* Exercise directions:
Among the entries below, find the line with "Wanted = one point per instance of the tall", then quote it and each following line up to and including the line with "Target = round tower", and nothing else.

* Input data:
::::
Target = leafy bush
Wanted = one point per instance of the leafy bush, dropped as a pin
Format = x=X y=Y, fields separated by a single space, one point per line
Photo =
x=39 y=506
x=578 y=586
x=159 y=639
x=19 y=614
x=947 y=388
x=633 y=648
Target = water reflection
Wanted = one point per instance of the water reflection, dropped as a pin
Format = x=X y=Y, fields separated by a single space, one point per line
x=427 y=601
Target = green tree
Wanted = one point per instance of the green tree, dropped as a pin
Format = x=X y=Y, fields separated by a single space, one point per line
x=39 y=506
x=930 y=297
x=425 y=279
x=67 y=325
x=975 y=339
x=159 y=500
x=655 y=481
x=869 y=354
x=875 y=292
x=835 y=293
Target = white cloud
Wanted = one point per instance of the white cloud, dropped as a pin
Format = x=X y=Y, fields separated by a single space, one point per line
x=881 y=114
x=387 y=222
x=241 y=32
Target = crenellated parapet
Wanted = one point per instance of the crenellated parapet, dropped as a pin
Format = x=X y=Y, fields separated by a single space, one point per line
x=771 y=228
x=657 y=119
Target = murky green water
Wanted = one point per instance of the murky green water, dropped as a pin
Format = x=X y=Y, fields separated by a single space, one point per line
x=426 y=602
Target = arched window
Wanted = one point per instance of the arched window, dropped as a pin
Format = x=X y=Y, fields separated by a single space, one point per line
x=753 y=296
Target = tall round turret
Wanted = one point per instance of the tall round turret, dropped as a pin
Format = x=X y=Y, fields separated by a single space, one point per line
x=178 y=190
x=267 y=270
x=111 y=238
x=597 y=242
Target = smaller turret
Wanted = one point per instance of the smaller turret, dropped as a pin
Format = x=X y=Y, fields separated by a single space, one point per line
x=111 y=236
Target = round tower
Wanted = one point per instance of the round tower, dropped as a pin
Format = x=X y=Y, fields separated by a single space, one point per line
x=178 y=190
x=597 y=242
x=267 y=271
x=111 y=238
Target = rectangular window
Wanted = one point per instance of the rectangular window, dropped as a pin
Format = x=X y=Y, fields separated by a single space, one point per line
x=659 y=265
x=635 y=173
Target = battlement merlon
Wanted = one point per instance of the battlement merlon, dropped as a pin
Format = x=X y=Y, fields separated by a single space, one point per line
::::
* Response:
Wanted = one point per instance of the tall round turret, dropped as a pin
Format = x=X y=Y, fields separated by a single space, one point per line
x=178 y=190
x=267 y=270
x=111 y=238
x=597 y=242
Target = smaller turret
Wanted = one point per instance of the smaller turret, dropped as a pin
Format = x=X y=Y, fields separated by a single space, one point per line
x=111 y=236
Target = round tower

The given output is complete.